* DATA FOR REVIEW:
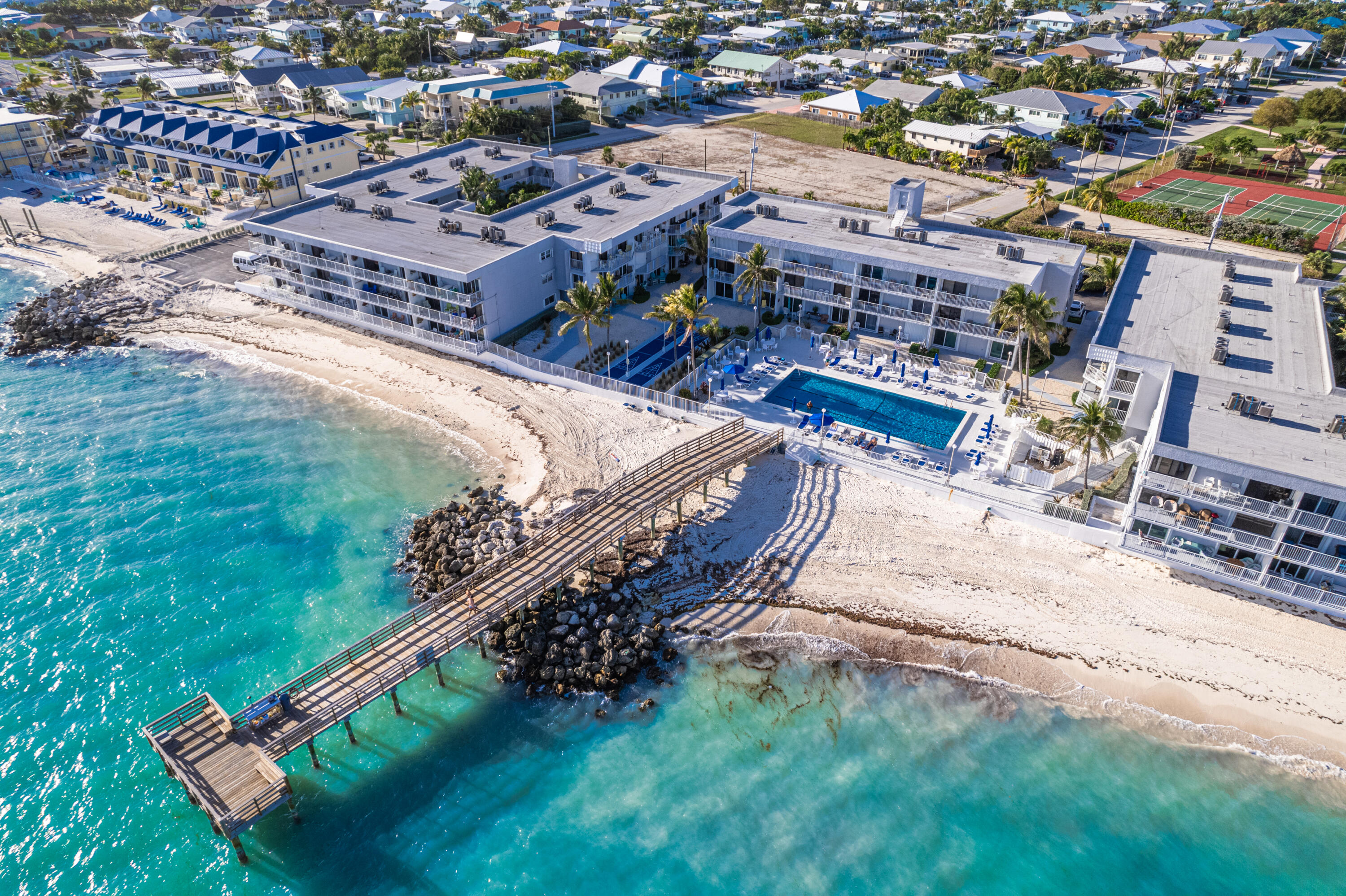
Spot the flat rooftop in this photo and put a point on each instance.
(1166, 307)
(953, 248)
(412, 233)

---

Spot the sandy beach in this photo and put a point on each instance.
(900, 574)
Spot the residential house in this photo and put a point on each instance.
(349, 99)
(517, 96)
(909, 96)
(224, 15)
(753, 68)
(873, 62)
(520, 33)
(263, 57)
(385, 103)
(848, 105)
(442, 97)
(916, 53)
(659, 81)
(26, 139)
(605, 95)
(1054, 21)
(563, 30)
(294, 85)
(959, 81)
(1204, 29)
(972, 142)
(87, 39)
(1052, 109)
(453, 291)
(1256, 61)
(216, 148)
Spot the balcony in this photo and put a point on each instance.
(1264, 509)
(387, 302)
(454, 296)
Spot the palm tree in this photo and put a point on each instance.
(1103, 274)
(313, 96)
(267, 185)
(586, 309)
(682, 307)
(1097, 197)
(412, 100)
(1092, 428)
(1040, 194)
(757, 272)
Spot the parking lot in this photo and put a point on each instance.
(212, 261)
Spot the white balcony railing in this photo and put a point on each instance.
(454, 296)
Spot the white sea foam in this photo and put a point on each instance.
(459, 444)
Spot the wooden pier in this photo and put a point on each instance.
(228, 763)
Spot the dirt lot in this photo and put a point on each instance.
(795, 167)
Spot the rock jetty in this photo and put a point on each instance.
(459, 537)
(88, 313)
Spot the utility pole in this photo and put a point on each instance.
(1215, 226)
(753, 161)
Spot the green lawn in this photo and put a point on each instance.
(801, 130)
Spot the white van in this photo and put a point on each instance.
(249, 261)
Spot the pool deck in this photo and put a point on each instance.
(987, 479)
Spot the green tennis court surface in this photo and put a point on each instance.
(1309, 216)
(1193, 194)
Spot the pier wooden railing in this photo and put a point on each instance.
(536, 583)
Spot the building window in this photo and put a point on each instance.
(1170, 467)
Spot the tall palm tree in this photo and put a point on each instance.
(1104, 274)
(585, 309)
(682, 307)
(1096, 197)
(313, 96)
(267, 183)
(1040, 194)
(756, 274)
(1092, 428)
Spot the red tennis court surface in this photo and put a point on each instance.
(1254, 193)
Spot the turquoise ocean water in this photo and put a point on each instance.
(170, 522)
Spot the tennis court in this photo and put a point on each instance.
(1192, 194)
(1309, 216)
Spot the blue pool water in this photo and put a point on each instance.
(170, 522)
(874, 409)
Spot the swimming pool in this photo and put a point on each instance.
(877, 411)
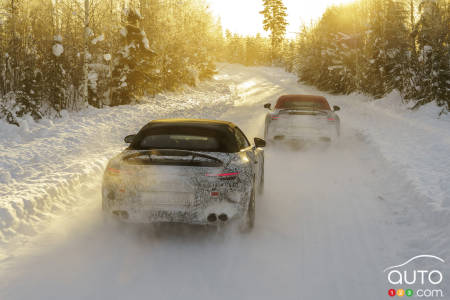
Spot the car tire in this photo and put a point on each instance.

...

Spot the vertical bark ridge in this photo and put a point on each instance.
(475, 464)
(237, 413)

* REQUIRED ACTION: Of all the material above, only the lines from the one that has "Spot the red" down to the one that has "Spot the car" are to be written out, exactly and with both ends included. Pictures are skipped.

* RESULT:
Spot the red tennis court surface in this photo and put a point on each instance.
(1254, 193)
Spot the turquoise ocean water in this photo and put a point on each instance.
(170, 522)
Spot the tennis court in this photo and put a point on each instance.
(1192, 194)
(1309, 216)
Spot the blue pool water in this photo and put a point on each instance.
(170, 522)
(874, 409)
Spot the swimming pool in this photo and put a point on each instance.
(877, 411)
Spot the car tire in this photo and put a point on each instance.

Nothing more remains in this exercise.